-- START --

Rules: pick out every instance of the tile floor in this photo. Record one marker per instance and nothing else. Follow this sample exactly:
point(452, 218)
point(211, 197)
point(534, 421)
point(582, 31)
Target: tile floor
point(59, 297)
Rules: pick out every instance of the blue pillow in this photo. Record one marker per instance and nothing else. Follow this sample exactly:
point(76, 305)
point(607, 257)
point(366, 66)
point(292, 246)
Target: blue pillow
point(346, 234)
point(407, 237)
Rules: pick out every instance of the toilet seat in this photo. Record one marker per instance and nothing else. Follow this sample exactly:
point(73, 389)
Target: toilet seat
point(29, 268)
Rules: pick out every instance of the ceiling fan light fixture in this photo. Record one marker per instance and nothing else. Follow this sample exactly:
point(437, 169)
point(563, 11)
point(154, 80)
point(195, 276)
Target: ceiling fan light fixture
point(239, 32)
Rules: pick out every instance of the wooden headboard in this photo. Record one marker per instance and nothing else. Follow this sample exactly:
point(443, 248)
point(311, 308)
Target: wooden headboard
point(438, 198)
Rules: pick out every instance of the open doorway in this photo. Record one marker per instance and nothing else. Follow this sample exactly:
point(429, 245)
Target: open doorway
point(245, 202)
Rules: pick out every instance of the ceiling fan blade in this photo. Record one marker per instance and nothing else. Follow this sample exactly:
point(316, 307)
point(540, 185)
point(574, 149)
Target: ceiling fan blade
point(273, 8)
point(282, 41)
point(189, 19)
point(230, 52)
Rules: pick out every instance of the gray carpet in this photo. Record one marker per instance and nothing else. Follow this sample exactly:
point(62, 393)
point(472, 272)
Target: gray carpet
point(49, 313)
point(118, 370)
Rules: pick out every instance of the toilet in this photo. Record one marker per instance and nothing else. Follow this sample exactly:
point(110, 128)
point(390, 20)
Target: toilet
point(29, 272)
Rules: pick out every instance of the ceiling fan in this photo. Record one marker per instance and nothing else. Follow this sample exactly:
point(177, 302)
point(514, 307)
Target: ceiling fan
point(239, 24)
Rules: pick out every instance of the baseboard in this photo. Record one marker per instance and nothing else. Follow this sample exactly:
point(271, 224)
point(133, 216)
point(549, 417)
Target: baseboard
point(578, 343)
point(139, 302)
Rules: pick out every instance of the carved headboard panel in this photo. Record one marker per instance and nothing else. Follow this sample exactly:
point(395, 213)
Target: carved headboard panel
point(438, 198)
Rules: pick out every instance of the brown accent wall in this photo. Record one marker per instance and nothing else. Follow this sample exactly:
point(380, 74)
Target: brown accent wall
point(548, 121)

-- END --

# [Short task]
Resize the material above, from its first line up to and including the line with "point(230, 52)". Give all those lines again, requests included, with every answer point's coordinates multiplied by 1.65 and rounded to whole numbers, halves going up, and leave the numbers in the requests and their format samples unchanged.

# [The completed task]
Rules: pick out every instance of the tile floor in this photo. Record one marker per instance and nothing else. Follow this sample exactly:
point(452, 218)
point(211, 197)
point(534, 421)
point(582, 31)
Target: tile floor
point(97, 490)
Rules: pick out every instance of the blue pillow in this photo. Record one marker per instance and nothing else. Follow this sample exactly:
point(76, 305)
point(607, 257)
point(366, 66)
point(292, 246)
Target: blue pillow
point(571, 386)
point(672, 391)
Rules: pick out every instance of the toilet seat in this photo. Record one marker per instance and nothing else. Follow this sample exactly:
point(73, 389)
Target: toilet seat
point(48, 442)
Rules: pick out every instance of the ceiling fan light fixture in this photo. Record one marker per instance and nothing else. Follow this sample exactly:
point(437, 169)
point(563, 11)
point(154, 80)
point(195, 276)
Target: ceiling fan light fixture
point(394, 53)
Rules: pick out every instance of the wooden headboard in this photo. Record one marker per instance and nothing else. Follow this sample exactly:
point(443, 248)
point(311, 308)
Target: wooden headboard
point(723, 327)
Rules: pick out every instance of the open doorway in this photo. Record one marker per instance and nothing else. Follow this sample exactly:
point(429, 245)
Target: open doorway
point(404, 333)
Rules: pick out every instance of the ceiling fan blade in this photo. Record one marker per instance and nothing else. Follow this sample exactly:
point(316, 307)
point(540, 185)
point(574, 149)
Target: ceiling fan blade
point(450, 13)
point(465, 68)
point(312, 31)
point(380, 86)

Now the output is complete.